AIM - Copy out the stretch from the line containing "of the metal" through the end of the rows, with "tag" replaced by "mark" and nothing else changed.

DATA PROVIDED -
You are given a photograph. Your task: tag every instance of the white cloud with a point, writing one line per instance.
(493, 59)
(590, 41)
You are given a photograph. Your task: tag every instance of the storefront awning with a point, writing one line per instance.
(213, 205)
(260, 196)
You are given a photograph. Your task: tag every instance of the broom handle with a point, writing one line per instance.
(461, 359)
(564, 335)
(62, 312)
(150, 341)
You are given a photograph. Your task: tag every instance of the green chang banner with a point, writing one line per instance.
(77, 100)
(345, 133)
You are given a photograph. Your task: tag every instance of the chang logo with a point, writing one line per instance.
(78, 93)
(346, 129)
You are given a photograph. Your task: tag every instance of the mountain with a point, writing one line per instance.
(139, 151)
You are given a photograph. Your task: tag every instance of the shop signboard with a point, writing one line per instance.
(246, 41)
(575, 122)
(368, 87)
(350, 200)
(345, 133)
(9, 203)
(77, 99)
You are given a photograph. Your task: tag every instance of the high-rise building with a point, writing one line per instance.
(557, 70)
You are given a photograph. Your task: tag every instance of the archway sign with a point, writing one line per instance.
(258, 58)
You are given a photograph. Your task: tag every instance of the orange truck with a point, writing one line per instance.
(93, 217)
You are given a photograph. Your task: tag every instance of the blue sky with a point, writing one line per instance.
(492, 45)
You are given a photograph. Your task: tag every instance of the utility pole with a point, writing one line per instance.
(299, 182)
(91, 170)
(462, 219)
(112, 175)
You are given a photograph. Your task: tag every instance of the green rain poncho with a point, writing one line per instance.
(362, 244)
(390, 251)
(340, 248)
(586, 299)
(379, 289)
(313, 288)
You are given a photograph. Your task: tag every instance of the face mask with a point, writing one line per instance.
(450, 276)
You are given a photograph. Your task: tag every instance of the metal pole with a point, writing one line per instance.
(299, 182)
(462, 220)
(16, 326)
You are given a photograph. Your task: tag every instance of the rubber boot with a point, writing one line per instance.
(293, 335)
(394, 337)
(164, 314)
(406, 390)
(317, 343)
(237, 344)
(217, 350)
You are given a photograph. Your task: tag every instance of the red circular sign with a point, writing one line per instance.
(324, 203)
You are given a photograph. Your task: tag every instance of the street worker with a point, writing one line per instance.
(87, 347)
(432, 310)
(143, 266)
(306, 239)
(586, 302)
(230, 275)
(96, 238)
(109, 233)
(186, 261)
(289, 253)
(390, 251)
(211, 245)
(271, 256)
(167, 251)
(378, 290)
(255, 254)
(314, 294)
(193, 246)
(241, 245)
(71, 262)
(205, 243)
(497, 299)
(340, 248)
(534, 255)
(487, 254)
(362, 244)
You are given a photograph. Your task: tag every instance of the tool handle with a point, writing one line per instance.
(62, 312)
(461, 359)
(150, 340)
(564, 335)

TASK RESULT -
You are given a photograph. Your task: mark every instance of the metal pole with a point, writing one line per instance.
(299, 182)
(462, 220)
(16, 326)
You are given a photograph. Your task: mark every instance of the rubber boot with a point, writing one line per instance.
(293, 335)
(394, 337)
(164, 314)
(406, 390)
(317, 343)
(237, 344)
(217, 350)
You are given a photograph. Your task: mark every instance of the red circular sign with a point, writing one line per instance.
(324, 203)
You are given a photograph. Your task: mark every instance of the street worker with a point, writing one line per instance.
(87, 347)
(432, 310)
(143, 266)
(306, 239)
(586, 302)
(230, 275)
(96, 238)
(109, 233)
(186, 261)
(289, 253)
(390, 251)
(211, 245)
(271, 256)
(167, 251)
(378, 290)
(255, 254)
(314, 294)
(193, 246)
(241, 245)
(71, 262)
(205, 243)
(497, 299)
(340, 248)
(534, 255)
(487, 254)
(362, 244)
You are given a photograph. Your task: mark every instance of the tool handle with a point, writing one line per instance.
(62, 312)
(461, 359)
(150, 340)
(564, 335)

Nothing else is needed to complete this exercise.